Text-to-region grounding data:
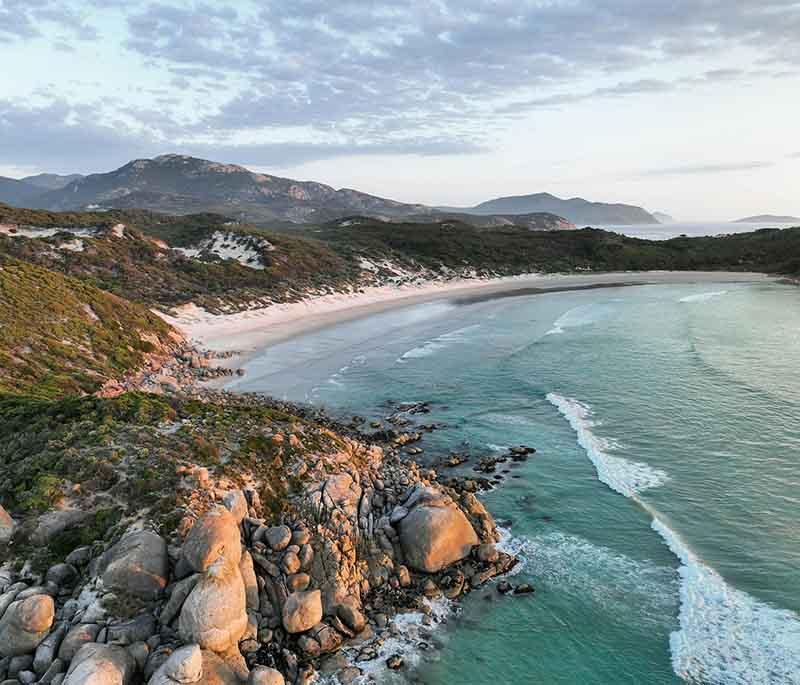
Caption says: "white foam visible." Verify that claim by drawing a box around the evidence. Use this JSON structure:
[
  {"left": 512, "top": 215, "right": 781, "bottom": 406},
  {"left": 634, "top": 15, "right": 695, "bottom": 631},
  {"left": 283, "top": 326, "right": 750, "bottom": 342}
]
[
  {"left": 547, "top": 393, "right": 668, "bottom": 496},
  {"left": 548, "top": 392, "right": 800, "bottom": 684},
  {"left": 652, "top": 516, "right": 800, "bottom": 685},
  {"left": 500, "top": 529, "right": 677, "bottom": 623},
  {"left": 679, "top": 290, "right": 728, "bottom": 303},
  {"left": 329, "top": 597, "right": 455, "bottom": 684},
  {"left": 486, "top": 443, "right": 511, "bottom": 453},
  {"left": 397, "top": 324, "right": 481, "bottom": 362},
  {"left": 545, "top": 303, "right": 616, "bottom": 336}
]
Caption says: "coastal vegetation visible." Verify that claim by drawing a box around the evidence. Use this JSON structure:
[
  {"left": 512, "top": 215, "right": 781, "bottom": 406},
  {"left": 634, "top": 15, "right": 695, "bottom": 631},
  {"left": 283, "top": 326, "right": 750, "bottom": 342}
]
[
  {"left": 0, "top": 197, "right": 798, "bottom": 685},
  {"left": 0, "top": 254, "right": 177, "bottom": 398}
]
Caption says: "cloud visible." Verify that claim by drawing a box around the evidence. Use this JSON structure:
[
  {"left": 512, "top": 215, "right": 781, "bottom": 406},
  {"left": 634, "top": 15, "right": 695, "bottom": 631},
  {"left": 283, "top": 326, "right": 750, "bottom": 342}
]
[
  {"left": 4, "top": 1, "right": 800, "bottom": 171},
  {"left": 0, "top": 100, "right": 484, "bottom": 173},
  {"left": 120, "top": 1, "right": 800, "bottom": 143},
  {"left": 498, "top": 79, "right": 675, "bottom": 112},
  {"left": 1, "top": 1, "right": 97, "bottom": 41},
  {"left": 639, "top": 161, "right": 774, "bottom": 177}
]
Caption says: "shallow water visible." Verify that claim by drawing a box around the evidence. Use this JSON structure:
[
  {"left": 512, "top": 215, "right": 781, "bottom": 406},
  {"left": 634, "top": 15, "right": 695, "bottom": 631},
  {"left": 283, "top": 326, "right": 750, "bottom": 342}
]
[{"left": 233, "top": 281, "right": 800, "bottom": 684}]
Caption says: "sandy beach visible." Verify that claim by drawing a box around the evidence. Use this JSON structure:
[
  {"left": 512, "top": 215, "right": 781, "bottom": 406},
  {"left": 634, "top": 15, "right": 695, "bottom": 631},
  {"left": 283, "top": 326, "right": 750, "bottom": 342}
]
[{"left": 159, "top": 271, "right": 775, "bottom": 364}]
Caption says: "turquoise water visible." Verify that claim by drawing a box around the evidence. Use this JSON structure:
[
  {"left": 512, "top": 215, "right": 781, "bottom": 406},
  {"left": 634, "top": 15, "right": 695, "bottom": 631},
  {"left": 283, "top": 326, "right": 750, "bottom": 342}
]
[{"left": 232, "top": 281, "right": 800, "bottom": 684}]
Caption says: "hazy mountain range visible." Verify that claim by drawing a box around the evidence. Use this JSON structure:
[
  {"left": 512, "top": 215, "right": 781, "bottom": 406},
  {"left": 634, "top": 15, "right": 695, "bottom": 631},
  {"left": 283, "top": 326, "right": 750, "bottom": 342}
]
[
  {"left": 733, "top": 215, "right": 800, "bottom": 224},
  {"left": 1, "top": 153, "right": 662, "bottom": 226},
  {"left": 439, "top": 192, "right": 659, "bottom": 225}
]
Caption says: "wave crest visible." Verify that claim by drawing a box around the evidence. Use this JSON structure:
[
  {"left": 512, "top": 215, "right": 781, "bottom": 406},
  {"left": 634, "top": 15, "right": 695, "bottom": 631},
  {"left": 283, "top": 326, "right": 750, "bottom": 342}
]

**What the task requires:**
Set down every entry above exactly as written, but skip the pictures.

**Response area:**
Caption says: "white foam visible." Verify that claim by drawing a box around the evidence. Use this JSON structure:
[
  {"left": 512, "top": 215, "right": 781, "bottom": 406},
  {"left": 634, "top": 15, "right": 695, "bottom": 631},
  {"left": 283, "top": 326, "right": 750, "bottom": 342}
]
[
  {"left": 547, "top": 393, "right": 668, "bottom": 496},
  {"left": 548, "top": 392, "right": 800, "bottom": 684},
  {"left": 652, "top": 516, "right": 800, "bottom": 685},
  {"left": 500, "top": 529, "right": 677, "bottom": 623},
  {"left": 679, "top": 290, "right": 728, "bottom": 303},
  {"left": 329, "top": 597, "right": 455, "bottom": 684},
  {"left": 486, "top": 443, "right": 511, "bottom": 453},
  {"left": 397, "top": 324, "right": 481, "bottom": 362},
  {"left": 545, "top": 303, "right": 616, "bottom": 336}
]
Caption says: "coastal vegetation visible." Verify that claim by drawing a box around the evidence. Use this JSON structure:
[
  {"left": 512, "top": 215, "right": 781, "bottom": 406},
  {"left": 634, "top": 15, "right": 695, "bottom": 631},
  {"left": 283, "top": 326, "right": 750, "bottom": 342}
]
[
  {"left": 0, "top": 197, "right": 798, "bottom": 685},
  {"left": 0, "top": 254, "right": 177, "bottom": 398}
]
Caption says: "cloud visible." Verify that claim by drawing a box around the evidence. Use this JSON structure:
[
  {"left": 512, "top": 215, "right": 781, "bottom": 406},
  {"left": 634, "top": 15, "right": 695, "bottom": 631},
  {"left": 283, "top": 326, "right": 750, "bottom": 342}
]
[
  {"left": 4, "top": 1, "right": 800, "bottom": 171},
  {"left": 0, "top": 100, "right": 484, "bottom": 173},
  {"left": 120, "top": 1, "right": 800, "bottom": 143},
  {"left": 498, "top": 79, "right": 675, "bottom": 112},
  {"left": 1, "top": 1, "right": 97, "bottom": 41},
  {"left": 639, "top": 161, "right": 774, "bottom": 177}
]
Caption says: "shallow water visible." Verify that claim by drawing a box around the evidence. Use this JSON structure:
[
  {"left": 512, "top": 215, "right": 781, "bottom": 406},
  {"left": 634, "top": 15, "right": 695, "bottom": 631},
  {"left": 283, "top": 326, "right": 750, "bottom": 342}
]
[{"left": 233, "top": 281, "right": 800, "bottom": 684}]
Caption says: "sandy beach visible." Verify that claim by drawing a box around the evidence. Use this JSON structure:
[
  {"left": 512, "top": 215, "right": 781, "bottom": 406},
  {"left": 634, "top": 15, "right": 695, "bottom": 631},
  {"left": 283, "top": 326, "right": 750, "bottom": 342}
]
[{"left": 159, "top": 271, "right": 775, "bottom": 364}]
Caption says: "turquoise water visible." Verify that claim by drawing a box around the evidence. Use this JSON structure:
[
  {"left": 512, "top": 215, "right": 781, "bottom": 406},
  {"left": 634, "top": 15, "right": 695, "bottom": 631},
  {"left": 283, "top": 326, "right": 750, "bottom": 342}
]
[{"left": 232, "top": 281, "right": 800, "bottom": 684}]
Caption says: "hazy mountain range visible." Verify that claim by drawing a box around the evidence. Use this JSON structure:
[
  {"left": 512, "top": 215, "right": 781, "bottom": 406},
  {"left": 634, "top": 15, "right": 695, "bottom": 631},
  {"left": 283, "top": 326, "right": 750, "bottom": 342}
]
[
  {"left": 733, "top": 215, "right": 800, "bottom": 224},
  {"left": 1, "top": 153, "right": 662, "bottom": 226},
  {"left": 439, "top": 192, "right": 659, "bottom": 225}
]
Caption says: "wave crest visible." Verify that claim by drawing a box around the evidence. Use this JSON structure:
[
  {"left": 512, "top": 215, "right": 781, "bottom": 406},
  {"left": 634, "top": 15, "right": 695, "bottom": 631},
  {"left": 283, "top": 326, "right": 750, "bottom": 342}
]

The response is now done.